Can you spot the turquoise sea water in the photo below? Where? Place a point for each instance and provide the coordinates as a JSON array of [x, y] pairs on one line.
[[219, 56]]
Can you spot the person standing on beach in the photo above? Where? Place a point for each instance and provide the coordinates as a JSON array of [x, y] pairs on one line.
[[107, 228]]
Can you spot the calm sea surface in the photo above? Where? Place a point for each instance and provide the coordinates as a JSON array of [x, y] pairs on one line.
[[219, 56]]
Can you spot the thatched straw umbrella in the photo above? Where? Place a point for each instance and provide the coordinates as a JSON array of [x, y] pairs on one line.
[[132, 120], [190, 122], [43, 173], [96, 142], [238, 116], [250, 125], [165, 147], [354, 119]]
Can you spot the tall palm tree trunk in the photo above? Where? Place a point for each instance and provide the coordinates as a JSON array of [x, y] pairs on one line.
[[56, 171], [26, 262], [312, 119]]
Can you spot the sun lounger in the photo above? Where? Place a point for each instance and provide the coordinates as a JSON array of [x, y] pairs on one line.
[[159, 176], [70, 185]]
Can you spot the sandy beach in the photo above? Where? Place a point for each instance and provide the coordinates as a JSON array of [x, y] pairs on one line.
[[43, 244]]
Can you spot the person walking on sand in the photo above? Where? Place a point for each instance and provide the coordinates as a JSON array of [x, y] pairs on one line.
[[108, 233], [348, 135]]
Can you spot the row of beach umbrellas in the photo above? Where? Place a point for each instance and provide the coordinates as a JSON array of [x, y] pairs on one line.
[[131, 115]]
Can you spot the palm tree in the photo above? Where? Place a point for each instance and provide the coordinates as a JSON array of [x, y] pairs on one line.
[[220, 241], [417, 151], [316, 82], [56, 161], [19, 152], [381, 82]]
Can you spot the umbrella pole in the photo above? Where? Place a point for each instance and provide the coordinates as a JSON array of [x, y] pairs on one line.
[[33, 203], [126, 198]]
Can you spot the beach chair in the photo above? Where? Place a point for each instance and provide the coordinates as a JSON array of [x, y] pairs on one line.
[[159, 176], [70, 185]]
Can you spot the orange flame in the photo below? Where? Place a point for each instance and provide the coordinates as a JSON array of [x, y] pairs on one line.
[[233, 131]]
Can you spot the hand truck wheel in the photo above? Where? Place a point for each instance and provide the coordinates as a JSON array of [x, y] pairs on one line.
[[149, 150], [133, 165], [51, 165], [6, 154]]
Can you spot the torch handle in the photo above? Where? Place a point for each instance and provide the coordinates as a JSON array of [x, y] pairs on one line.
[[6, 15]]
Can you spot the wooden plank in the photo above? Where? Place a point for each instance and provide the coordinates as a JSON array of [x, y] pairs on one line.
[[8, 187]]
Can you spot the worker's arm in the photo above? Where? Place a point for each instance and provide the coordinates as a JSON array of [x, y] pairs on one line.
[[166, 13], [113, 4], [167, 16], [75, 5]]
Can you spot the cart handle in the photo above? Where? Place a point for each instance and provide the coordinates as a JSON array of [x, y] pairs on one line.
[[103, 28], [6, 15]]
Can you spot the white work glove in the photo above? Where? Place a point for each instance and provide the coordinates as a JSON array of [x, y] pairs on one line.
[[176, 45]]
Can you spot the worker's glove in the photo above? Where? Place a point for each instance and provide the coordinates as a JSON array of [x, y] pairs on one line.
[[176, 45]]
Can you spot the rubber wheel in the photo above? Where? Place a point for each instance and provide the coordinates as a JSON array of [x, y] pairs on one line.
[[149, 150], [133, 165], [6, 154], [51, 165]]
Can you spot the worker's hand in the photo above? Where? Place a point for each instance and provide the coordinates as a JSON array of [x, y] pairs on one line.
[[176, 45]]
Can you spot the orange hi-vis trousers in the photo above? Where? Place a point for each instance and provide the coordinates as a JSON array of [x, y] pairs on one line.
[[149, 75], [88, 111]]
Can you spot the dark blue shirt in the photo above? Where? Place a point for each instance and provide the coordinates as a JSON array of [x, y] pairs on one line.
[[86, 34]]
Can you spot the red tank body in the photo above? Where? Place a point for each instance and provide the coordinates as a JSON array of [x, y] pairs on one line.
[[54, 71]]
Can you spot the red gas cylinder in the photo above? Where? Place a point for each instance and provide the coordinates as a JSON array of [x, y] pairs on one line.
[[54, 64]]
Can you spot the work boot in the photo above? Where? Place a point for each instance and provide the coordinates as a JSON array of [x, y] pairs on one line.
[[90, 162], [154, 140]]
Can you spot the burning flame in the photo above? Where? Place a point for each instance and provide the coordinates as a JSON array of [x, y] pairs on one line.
• • • • •
> [Your assignment]:
Go through the listing above and set down each line exactly as it stands.

> [Output of the task]:
Can you spot the turquoise sea water in the photo below? Where? Place a point for each instance and provide the coordinates as a JSON array of [x, y] pairs on one line.
[[219, 56]]
Can you spot the person standing on beach in the photo above? Where? Place a point for each instance and provide the coordinates as a JSON array of [x, y] pairs on one line.
[[107, 228]]
Can you spot the calm sea surface in the photo above? Where? Place a point for each instance and provide the coordinates as a JSON array of [x, y] pairs on one line.
[[219, 56]]
Can you spot the thatched straw umbrella in the photo above? Where? Place a point for each instance and provide the coordinates as a JSON array of [x, y] pairs on one line.
[[132, 120], [190, 122], [43, 173], [96, 142], [238, 116], [250, 125], [165, 147], [354, 119]]
Can you spot the tall palm tree trunk in the photo above? Where? Place a point for each instance and provide the coordinates as a JSON array of [x, y] pairs on one line.
[[56, 171], [26, 262], [312, 119]]
Can you spot the sun lounger in the photo above? Where? Place a point for each instance and provide the coordinates as a JSON array of [x, y] pairs on one line.
[[159, 176], [70, 185]]
Can you spot the sandy beach in the photo above? Where? Place a point for each instance and provide the coordinates as a JSON array of [x, y] pairs on one line.
[[43, 244]]
Can you spot the person walking on sand in the photo above? Where? Place a point for each instance and provide the coordinates as a JSON array of [x, y] pairs on one line.
[[108, 233], [348, 135]]
Can you spot the row of beach umbrellas in the photo above? Where? Place a point for each instance and provide the coordinates as a JSON array of [x, y] pairs on one line.
[[131, 115]]
Can you spot the palm tree in the photo above? Where? Place a point for each instance and provide the coordinates as a JSON array of [x, y] pairs on one line.
[[220, 241], [417, 151], [316, 82], [56, 161], [19, 152], [381, 82]]
Can you spot the umbrella pole in the photo above? Where? Place a point for each instance and provide the coordinates as a JSON array of [x, y] pairs on one line.
[[33, 203], [126, 198]]
Can you spot the beach chair in the photo above? Where? Place a point for each instance and provide the coordinates as a JSON array of [x, y] pairs on one line.
[[159, 176], [70, 185]]
Can you spot the orange flame in the photo below? Where? Place a point for each instance and provide the coordinates as a JSON array of [x, y] pairs on one line.
[[233, 131]]
Can you spot the hand truck wheel in the photo above? Where? Place a point for each instance and provide the coordinates as a JSON array of [x, y] pairs on one line.
[[149, 150], [133, 165], [51, 165], [6, 154]]
Can you spot the torch handle in the photo above? Where? Place a point for each instance and provide the coordinates as a JSON array of [x, y] pairs on one line.
[[6, 15]]
Can you spot the wooden plank in the photo above? Where? Place a point for each instance and provide the coordinates as a JSON array of [x, y] pairs on one line.
[[8, 187]]
Can you spot the worker's arm in the photo above? Where? Place a point for each instance and provide the coordinates as a JSON array of [x, y] pairs on one line.
[[166, 13], [113, 4], [167, 16], [75, 5]]
Can you spot the cart handle in the photo above? Where? Place a point for each instance and provide the coordinates as a JSON array of [x, y] pairs on one line.
[[103, 28], [6, 15]]
Can you spot the white work glove in the photo above? Where? Place a point for each instance and provide the coordinates as a JSON array of [x, y] pairs on one line.
[[176, 45]]
Can you spot the worker's glove in the photo above? Where? Place a point for each instance and provide the coordinates as a JSON array of [x, y] pairs on one line.
[[176, 45]]
Can you spot the rubber wheel in the photo above? Where? Place a point for each instance and provide the coordinates as a JSON array of [x, y] pairs on one line.
[[149, 150], [133, 165], [6, 154], [51, 165]]
Can you spot the worker's hand in the photo above? Where? Place a point for each instance and provide the coordinates as a JSON array of [x, y] pairs on one line.
[[176, 45]]
Can you spot the orange hi-vis trousers in the photo above? Where? Place a point for each instance and provide the coordinates as a JSON array of [x, y] pairs on one line.
[[149, 75], [88, 111]]
Can you spot the dark blue shirt in the photo above? Where? Place a point for each instance and provide the coordinates as a JSON array of [x, y] pairs on one line.
[[86, 34]]
Can you spot the red tank body in the photo above? Where? Place a point for each instance and provide the coordinates as a JSON array of [x, y] pairs on one line.
[[54, 71]]
Can you spot the red gas cylinder in the photo above? Where? Place a point for each instance and provide the coordinates as a JSON array of [x, y] pairs on one line.
[[54, 64]]
Can you spot the work boot in the photo above? Where? Place a point for each instance and provide the coordinates as a JSON array of [x, y] pairs on one line.
[[90, 162], [154, 140]]
Can you spot the burning flame in the photo above? Where? Place a point for each instance and provide the coordinates as a JSON array of [x, y] pairs on one line.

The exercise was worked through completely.